■ **DATA IN THIS EXERCISE**
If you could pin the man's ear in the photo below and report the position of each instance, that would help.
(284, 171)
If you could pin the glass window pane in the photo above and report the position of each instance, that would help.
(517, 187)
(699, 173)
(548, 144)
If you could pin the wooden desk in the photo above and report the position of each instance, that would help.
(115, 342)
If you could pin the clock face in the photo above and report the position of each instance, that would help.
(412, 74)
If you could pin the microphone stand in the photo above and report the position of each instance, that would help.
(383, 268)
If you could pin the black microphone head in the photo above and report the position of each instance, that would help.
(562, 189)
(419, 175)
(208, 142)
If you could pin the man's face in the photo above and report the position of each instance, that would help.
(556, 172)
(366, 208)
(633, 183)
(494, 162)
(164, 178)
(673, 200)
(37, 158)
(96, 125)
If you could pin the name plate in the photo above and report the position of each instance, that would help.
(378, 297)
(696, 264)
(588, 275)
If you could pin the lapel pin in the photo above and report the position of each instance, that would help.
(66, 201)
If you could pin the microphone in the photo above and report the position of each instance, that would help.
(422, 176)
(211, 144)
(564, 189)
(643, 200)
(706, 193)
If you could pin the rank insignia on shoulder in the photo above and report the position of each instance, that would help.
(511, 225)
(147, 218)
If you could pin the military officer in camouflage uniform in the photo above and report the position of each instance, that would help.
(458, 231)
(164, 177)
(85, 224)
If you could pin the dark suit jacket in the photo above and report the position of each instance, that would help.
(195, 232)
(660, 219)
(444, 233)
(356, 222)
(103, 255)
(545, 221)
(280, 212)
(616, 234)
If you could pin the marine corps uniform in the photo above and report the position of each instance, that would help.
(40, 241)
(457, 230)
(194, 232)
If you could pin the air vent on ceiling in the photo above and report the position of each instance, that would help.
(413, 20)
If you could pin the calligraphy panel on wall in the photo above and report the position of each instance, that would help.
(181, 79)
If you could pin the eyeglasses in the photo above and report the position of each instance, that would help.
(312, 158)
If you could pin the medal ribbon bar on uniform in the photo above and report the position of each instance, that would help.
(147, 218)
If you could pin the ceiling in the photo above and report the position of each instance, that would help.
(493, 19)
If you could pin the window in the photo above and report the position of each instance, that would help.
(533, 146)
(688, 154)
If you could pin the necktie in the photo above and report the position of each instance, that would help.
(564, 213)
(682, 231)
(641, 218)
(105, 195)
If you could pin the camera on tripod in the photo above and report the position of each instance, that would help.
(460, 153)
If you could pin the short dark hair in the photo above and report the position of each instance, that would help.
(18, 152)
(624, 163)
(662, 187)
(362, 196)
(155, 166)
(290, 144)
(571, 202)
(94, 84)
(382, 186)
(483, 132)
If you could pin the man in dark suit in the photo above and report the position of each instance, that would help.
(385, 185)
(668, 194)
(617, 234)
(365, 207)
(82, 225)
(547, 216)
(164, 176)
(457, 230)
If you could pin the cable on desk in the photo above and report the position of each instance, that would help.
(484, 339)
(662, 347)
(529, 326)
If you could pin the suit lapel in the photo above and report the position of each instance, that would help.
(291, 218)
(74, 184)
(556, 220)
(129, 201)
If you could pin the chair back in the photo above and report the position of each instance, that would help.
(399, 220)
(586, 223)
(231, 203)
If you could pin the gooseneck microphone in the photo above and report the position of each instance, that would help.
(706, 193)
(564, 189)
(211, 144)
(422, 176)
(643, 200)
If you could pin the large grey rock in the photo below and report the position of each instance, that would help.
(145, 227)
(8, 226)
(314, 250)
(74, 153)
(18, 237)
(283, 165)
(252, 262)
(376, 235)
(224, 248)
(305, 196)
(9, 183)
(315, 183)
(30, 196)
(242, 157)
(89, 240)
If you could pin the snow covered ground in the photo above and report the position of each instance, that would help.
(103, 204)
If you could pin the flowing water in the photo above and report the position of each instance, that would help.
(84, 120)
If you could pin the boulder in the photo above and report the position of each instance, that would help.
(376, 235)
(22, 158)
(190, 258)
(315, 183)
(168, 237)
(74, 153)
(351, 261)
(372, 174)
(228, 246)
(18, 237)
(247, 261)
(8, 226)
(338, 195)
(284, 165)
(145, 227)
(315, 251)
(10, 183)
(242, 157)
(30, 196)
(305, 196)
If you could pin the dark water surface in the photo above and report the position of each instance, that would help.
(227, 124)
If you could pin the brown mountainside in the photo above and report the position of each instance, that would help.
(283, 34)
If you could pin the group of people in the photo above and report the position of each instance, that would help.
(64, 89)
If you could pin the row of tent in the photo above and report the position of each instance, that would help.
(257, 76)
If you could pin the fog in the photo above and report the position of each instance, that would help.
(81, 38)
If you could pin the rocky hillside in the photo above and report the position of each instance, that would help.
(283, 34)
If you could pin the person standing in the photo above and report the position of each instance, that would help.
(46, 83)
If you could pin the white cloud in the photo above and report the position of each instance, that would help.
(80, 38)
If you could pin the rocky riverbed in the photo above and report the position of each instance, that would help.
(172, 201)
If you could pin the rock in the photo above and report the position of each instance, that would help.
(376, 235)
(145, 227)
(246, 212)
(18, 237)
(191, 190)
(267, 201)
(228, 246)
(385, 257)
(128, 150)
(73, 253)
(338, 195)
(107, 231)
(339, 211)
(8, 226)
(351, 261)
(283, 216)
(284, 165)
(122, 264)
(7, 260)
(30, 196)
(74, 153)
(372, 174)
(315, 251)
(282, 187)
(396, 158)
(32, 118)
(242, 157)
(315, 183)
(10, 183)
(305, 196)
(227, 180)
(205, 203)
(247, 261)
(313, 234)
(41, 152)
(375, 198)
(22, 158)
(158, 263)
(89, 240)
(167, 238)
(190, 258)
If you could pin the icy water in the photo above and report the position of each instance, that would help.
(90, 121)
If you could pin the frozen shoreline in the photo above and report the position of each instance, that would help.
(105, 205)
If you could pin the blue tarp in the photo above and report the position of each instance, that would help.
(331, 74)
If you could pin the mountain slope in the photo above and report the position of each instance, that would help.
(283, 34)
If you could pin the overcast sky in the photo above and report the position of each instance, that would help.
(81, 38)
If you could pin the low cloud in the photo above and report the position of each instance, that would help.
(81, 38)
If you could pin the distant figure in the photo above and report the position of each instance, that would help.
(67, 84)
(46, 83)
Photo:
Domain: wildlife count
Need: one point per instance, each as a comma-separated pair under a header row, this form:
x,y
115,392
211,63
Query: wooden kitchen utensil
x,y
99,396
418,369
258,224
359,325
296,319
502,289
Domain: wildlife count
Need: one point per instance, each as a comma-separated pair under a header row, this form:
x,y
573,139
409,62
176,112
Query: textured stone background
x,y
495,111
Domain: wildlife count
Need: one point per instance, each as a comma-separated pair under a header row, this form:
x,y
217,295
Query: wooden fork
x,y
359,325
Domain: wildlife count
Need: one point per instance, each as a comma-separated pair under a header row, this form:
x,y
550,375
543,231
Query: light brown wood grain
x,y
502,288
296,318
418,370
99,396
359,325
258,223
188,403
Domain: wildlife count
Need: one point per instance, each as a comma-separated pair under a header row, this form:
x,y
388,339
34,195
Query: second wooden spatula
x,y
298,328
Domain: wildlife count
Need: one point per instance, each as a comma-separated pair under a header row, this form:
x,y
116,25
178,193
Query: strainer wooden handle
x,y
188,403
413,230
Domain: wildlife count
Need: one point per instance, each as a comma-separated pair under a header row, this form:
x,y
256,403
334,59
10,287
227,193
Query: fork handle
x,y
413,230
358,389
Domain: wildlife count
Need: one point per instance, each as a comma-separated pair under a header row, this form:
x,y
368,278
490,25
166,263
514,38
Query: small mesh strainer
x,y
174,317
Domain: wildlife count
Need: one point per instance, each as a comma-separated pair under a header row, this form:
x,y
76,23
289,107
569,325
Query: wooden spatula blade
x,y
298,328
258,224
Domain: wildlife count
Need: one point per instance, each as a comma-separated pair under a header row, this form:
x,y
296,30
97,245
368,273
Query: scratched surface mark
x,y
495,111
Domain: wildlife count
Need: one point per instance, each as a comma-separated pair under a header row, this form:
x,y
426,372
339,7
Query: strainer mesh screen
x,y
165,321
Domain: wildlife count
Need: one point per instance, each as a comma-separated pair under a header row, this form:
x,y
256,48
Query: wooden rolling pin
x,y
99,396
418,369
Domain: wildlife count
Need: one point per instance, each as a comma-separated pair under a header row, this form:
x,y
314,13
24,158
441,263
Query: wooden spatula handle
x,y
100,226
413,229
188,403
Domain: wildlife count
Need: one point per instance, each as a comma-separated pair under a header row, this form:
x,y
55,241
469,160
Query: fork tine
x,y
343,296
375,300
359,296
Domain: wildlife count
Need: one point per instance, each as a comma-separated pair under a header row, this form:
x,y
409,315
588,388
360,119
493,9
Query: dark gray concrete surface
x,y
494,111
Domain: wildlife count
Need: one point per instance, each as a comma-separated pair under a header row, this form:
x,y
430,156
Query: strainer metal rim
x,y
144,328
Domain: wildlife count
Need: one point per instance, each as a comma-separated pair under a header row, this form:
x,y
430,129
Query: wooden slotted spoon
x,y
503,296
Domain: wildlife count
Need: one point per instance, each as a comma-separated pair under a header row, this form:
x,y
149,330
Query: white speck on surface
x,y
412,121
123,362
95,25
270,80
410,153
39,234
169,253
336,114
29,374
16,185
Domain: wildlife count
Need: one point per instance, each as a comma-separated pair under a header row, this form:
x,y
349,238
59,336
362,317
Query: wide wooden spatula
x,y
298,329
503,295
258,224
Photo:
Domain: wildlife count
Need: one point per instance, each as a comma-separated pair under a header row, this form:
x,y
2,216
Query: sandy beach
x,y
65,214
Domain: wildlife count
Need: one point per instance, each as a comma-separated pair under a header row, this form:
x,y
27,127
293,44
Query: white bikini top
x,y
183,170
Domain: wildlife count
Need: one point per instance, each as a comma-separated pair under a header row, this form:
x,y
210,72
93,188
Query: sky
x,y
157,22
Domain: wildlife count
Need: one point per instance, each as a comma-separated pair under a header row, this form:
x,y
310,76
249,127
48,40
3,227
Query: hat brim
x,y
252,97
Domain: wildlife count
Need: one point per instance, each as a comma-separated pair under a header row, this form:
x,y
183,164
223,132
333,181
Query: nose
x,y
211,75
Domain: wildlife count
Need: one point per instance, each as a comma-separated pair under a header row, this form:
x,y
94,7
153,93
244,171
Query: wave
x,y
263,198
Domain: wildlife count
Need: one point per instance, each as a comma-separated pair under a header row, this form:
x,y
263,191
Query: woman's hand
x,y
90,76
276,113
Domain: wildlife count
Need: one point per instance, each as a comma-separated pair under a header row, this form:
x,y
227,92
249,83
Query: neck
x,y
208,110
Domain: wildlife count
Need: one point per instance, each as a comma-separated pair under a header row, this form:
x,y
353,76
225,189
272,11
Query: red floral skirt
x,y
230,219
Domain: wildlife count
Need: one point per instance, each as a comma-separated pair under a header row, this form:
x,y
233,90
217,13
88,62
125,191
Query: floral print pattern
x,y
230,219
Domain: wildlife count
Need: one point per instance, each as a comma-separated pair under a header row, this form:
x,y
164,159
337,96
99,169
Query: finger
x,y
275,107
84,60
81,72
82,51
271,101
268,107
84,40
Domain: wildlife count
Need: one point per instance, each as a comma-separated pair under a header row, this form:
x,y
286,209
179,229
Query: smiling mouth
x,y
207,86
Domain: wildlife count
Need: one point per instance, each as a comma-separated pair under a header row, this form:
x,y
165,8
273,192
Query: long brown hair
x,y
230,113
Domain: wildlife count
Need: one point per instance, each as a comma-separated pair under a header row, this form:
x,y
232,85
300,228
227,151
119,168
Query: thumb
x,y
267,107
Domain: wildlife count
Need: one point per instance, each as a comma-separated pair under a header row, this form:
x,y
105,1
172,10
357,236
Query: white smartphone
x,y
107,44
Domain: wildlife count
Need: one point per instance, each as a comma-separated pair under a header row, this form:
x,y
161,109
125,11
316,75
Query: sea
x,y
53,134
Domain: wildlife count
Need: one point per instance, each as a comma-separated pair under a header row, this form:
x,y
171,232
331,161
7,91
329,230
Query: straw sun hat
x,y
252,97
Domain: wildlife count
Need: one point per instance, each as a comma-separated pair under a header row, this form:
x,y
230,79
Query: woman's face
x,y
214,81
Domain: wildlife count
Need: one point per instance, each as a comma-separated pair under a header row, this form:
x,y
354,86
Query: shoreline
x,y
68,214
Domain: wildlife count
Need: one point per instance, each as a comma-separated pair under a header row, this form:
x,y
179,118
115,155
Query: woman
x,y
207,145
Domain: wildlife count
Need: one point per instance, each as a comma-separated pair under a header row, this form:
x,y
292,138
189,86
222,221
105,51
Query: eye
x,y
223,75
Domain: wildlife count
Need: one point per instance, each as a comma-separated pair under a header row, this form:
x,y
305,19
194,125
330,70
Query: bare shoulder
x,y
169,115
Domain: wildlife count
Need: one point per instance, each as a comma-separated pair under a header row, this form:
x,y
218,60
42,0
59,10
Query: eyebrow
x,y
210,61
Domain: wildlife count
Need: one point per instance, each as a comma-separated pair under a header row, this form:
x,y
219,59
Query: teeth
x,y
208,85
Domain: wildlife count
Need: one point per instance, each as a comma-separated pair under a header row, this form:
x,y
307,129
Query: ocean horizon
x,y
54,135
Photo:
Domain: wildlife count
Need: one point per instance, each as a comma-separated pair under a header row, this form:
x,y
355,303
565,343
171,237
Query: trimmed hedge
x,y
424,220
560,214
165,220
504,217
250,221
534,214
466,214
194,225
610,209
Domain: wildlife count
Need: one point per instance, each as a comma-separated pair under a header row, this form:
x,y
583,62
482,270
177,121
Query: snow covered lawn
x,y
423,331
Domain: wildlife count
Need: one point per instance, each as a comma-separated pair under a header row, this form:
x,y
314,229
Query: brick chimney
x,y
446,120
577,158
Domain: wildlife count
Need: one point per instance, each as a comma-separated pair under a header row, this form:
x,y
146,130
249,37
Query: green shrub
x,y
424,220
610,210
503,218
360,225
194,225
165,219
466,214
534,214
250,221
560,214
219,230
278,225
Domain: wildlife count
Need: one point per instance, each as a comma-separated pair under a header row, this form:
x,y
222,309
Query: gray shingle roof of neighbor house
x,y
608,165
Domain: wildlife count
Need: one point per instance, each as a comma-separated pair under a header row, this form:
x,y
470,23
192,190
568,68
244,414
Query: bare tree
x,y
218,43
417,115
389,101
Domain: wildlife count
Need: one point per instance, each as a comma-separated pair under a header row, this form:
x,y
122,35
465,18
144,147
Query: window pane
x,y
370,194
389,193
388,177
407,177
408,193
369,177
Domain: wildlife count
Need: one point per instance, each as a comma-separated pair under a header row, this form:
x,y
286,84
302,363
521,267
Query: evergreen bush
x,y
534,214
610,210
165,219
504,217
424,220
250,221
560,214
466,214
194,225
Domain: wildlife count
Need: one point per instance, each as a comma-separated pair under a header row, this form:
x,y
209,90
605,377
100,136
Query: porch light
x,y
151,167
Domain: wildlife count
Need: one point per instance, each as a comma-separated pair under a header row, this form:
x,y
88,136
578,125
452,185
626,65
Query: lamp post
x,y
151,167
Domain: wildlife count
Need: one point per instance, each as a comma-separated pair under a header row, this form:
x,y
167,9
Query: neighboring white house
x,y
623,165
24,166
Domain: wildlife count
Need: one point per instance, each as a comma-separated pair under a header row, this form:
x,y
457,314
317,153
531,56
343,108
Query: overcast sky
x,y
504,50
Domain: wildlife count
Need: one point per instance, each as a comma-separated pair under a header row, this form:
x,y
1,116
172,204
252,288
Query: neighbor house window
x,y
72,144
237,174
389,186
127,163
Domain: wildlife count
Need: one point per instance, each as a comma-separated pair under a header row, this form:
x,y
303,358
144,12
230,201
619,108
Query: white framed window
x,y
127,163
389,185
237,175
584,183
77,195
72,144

■ **REQUEST**
Extract every line of the rows above that contains the word "cloud", copying each line in full.

■ **REPLY**
If you could pin the white cloud in the photo above and report the position of each instance, that would help.
If you could pin the low cloud in the photo above and report the position of each instance, that would help.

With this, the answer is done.